→ **What this task involves**
Starting at the line with "of the disposable" in it, reproduce each line below through the last one, exactly, and include nothing else.

→ **Exercise data**
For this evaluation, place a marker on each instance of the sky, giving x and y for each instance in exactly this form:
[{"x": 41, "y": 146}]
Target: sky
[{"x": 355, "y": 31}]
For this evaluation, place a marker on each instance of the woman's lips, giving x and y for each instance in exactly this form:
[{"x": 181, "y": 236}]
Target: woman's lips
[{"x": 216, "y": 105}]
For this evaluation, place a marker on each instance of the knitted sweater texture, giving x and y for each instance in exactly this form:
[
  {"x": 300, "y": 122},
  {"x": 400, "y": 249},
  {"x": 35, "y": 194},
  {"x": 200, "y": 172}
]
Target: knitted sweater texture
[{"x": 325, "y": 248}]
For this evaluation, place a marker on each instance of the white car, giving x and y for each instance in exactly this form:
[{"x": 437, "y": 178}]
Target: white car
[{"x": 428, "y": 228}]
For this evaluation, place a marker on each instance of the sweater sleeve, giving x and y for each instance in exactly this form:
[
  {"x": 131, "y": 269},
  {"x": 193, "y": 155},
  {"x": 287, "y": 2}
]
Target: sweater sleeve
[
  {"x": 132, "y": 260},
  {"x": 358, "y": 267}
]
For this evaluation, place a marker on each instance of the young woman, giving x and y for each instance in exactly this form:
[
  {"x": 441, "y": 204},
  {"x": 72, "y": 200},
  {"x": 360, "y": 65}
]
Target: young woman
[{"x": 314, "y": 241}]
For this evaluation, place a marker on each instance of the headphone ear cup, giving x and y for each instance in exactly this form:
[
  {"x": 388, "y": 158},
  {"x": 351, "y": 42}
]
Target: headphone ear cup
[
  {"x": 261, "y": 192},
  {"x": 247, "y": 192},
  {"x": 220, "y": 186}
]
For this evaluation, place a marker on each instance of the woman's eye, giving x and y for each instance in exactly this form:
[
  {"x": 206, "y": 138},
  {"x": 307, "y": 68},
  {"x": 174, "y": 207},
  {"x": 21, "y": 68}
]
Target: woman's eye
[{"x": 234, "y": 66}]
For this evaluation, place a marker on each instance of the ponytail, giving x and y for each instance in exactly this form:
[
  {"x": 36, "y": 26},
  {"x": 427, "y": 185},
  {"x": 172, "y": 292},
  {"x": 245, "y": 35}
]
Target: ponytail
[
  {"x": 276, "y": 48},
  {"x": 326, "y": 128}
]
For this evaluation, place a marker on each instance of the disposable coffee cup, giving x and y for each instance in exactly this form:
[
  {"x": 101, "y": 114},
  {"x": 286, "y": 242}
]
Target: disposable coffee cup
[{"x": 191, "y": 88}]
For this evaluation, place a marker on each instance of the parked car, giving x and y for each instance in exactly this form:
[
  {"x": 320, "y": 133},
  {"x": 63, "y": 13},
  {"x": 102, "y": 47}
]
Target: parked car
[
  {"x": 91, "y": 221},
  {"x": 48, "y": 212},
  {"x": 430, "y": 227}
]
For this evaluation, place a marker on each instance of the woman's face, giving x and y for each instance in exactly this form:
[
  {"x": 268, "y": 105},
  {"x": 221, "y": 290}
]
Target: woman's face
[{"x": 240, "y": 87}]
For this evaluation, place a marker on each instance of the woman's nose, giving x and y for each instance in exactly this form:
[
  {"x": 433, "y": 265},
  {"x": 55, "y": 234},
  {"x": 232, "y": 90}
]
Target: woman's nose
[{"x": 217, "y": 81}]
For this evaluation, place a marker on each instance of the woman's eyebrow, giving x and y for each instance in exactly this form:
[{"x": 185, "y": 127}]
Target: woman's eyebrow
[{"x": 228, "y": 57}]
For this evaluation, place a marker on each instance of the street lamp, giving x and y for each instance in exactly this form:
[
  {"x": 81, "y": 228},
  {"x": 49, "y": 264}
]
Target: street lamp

→ **Task output**
For this evaluation, place a marker on each instance of the disposable coffee cup, giving x and y for each instance in exactly this form:
[
  {"x": 101, "y": 114},
  {"x": 286, "y": 242}
]
Target: disposable coffee cup
[{"x": 191, "y": 88}]
For this evaluation, place a marker on each instance of the parked car, giving x and y for each instance in exactly this form:
[
  {"x": 320, "y": 133},
  {"x": 63, "y": 13},
  {"x": 102, "y": 47}
]
Target: parked car
[
  {"x": 91, "y": 221},
  {"x": 48, "y": 212},
  {"x": 430, "y": 227}
]
For this evaluation, place a marker on each instance of the woman's face, giving x and y for each instance in exactly this form:
[
  {"x": 268, "y": 105},
  {"x": 221, "y": 290}
]
Target: woman's face
[{"x": 240, "y": 87}]
For this evaluation, place a marker on each instance of the woman's nose, giving x and y for each instance in exactly this form:
[
  {"x": 433, "y": 265},
  {"x": 55, "y": 234},
  {"x": 232, "y": 90}
]
Target: woman's nose
[{"x": 217, "y": 81}]
For this evaluation, place a marker on each instance of the woman's eyebrow, giving x and y for each instance in exactly this form:
[{"x": 185, "y": 127}]
Target: woman's eyebrow
[{"x": 228, "y": 57}]
For this evaluation, place a marker on each instance of the street lamp, giving x and y for each instance in exactly this form:
[
  {"x": 81, "y": 228},
  {"x": 49, "y": 264}
]
Target: street lamp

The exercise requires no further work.